■ Texto fornecido ■
———
Uma coisa é certa, não podemos confiar na publicidade massiva, que excita os sentidos amarfanhados pelas rotinas e pelas dificuldades diárias, de modo quase pornográfico, que só serve os interesses da acumulação, por meio de taxas de intermediação em tudo o que se move neste planeta, de mais e mais capital financeiro. O resultado está bem à vista. O medo de contágio instalou-se entre nós.
Há dois mil anos atrás, a quase totalidade da população deslocava-se a pé: percorria cerca de cinco quilómetros numa hora. Curiosamente, esta era a dimensão dos aglomerados urbanos antigos, das vilas ou dos centros das cidades de que tanto gostamos. Mas hoje o avião permite que nos desloquemos cerca de mil quilómetros durante a mesma hora.
Mudamos de país, de regras, de culturas, de hábitos ancestrais, quase que num abrir e fechar de olhos, sem tempo para nos adaptarmos, sem paciência para aprendermos a conviver com os outros que visitamos. Para rapidamente regressar a casa e depois continuarmos a fazer mais do mesmo. Quem lucra com isto? O intermediário facilitador desta dança zombie – a finança internacional.
Economia…
Claro que este “aspirador” financeiro sistémico provoca necessariamente uma escassez de recursos no outro extremo, nas finanças locais, nos orçamentos das nações soberanas que assim se viram obrigadas a desinvestir em tudo o que releva dessa soberania: protecção civil, justiça, saúde, educação… porque os sectores que propiciam a nova “promiscuidade social” (inteligente expressão que ouvi a um amigo) à distância, esses não podem sofrer beliscadura.
Estamos a viver uma época de enorme desajuste entre as mudanças tecnológicas e a mudança social. A capacidade material de transformação da realidade tornou-se incomensurável em relação à capacidade de adaptação e aprendizagem imaterial, cultural, institucional, disponível. Há que dominar este desajuste, tomando decisões corajosas com vista ao futuro.
A situação de medo colectivo em que vivemos é insustentável. Todos os países ligados electronicamente, em simultâneo, observando as faces amedrontadas dos outros. Não admira que a quarentena geral seja uma pobre medida de resolução do problema. A quarentena é eficaz para os infectados! A prioridade terá que ser a sua sinalização para que sejam tratados. Isolem-se em alternativa as populações umas das outras e retrocederemos à idade da pedra!
———
■ Material de origem ■

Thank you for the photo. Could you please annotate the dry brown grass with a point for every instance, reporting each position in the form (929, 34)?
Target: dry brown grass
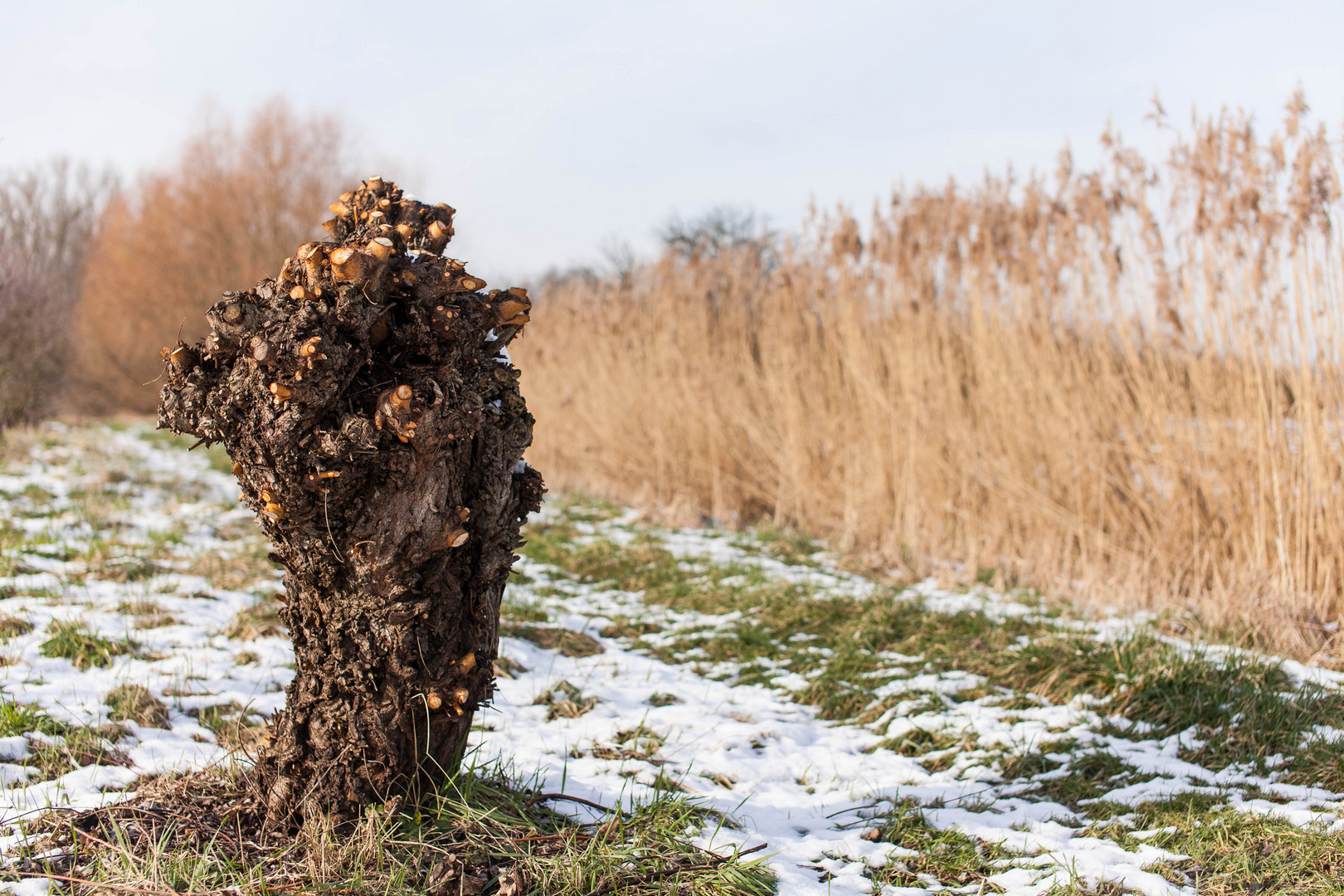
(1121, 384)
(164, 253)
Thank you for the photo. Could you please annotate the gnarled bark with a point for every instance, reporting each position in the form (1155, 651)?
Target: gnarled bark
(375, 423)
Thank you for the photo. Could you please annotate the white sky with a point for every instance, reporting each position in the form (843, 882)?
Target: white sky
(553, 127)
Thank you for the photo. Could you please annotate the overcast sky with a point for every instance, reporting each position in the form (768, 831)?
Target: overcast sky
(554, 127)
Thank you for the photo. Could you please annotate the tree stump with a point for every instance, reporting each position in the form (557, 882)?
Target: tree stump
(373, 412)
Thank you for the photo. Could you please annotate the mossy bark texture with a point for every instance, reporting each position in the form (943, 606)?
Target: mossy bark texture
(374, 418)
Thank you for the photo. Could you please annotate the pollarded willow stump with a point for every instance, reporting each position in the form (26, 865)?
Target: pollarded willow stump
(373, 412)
———
■ Tarefas a realizar ■
1 - Copie do texto fornecido o trecho entre "Estamos a viver" e "vista ao futuro.", inclusive.
2 - Segundo o texto fornecido, quantos quilómetros numa hora percorria a pé a população de há dois mil anos?
Os registos são material à parte, independente do texto.

■ Respostas por tarefa ■
1 -
Estamos a viver uma época de enorme desajuste entre as mudanças tecnológicas e a mudança social. A capacidade material de transformação da realidade tornou-se incomensurável em relação à capacidade de adaptação e aprendizagem imaterial, cultural, institucional, disponível. Há que dominar este desajuste, tomando decisões corajosas com vista ao futuro.

2 - Cerca de cinco quilómetros.